**Set problem**
Display each line of the rows below that contains the word "canopy".

+ + +

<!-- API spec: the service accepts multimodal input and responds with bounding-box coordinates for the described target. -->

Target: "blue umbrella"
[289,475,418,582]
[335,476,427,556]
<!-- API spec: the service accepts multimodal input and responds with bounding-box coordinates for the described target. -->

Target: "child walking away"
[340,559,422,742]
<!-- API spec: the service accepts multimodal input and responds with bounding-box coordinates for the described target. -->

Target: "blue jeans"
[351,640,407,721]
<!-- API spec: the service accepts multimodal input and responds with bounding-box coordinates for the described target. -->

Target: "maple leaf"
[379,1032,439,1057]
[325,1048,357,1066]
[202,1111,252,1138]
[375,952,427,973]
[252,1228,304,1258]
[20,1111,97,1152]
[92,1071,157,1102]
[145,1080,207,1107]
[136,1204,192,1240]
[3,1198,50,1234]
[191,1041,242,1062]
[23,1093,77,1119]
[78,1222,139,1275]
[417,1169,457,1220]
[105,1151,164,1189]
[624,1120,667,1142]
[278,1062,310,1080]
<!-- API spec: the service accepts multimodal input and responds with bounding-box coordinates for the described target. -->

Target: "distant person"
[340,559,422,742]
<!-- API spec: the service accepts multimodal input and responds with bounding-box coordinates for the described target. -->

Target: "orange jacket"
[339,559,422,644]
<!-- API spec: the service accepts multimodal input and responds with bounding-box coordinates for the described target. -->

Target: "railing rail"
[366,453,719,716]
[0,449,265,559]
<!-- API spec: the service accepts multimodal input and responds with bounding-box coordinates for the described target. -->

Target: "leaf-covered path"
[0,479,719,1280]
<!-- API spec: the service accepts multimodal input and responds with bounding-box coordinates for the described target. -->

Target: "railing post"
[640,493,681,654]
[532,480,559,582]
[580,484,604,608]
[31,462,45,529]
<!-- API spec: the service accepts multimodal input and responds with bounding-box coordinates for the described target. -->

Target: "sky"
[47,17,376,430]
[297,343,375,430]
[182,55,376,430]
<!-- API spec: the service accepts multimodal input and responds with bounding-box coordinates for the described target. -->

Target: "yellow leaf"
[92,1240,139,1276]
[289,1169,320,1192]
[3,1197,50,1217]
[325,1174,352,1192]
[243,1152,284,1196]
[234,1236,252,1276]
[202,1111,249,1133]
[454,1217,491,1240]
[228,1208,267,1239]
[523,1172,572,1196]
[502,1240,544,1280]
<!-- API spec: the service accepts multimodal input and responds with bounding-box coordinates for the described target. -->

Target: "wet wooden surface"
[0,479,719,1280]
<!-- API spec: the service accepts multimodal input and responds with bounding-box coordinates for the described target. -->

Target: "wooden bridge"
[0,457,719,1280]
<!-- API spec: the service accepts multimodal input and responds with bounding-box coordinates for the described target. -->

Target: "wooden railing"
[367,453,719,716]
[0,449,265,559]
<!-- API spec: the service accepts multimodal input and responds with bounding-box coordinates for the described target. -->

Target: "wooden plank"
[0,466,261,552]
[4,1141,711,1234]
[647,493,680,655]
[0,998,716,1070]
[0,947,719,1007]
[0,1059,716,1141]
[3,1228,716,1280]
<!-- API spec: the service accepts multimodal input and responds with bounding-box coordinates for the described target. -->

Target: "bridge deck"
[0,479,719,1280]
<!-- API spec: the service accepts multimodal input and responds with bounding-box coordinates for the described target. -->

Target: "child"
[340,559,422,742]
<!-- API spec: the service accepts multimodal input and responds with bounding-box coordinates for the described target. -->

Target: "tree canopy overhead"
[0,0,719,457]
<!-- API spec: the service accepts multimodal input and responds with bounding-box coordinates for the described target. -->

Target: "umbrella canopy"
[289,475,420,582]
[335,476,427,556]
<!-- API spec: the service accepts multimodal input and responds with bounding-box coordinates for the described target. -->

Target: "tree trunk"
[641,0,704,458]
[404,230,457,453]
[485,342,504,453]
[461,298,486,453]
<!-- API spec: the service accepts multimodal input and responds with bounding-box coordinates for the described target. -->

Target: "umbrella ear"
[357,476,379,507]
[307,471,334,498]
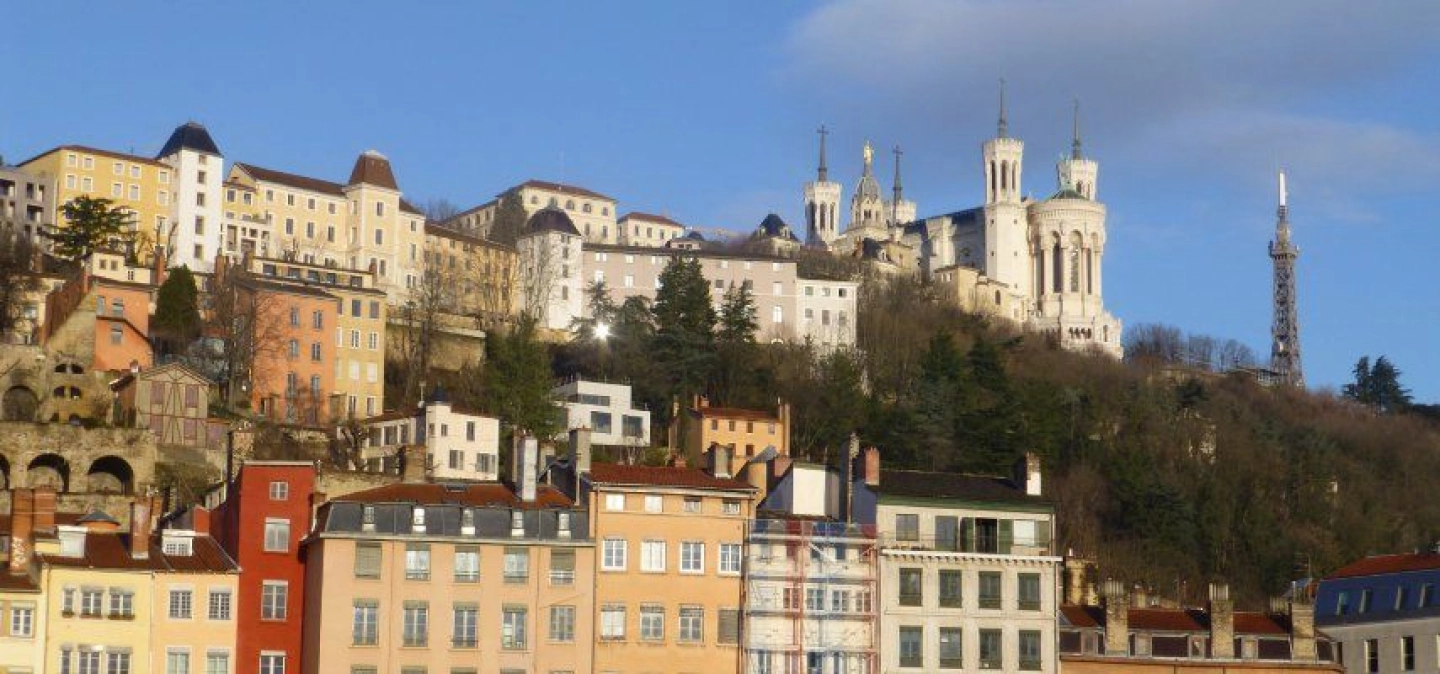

+ + +

**Response**
Target: "tree canopy overhead"
Target: "umbrella canopy"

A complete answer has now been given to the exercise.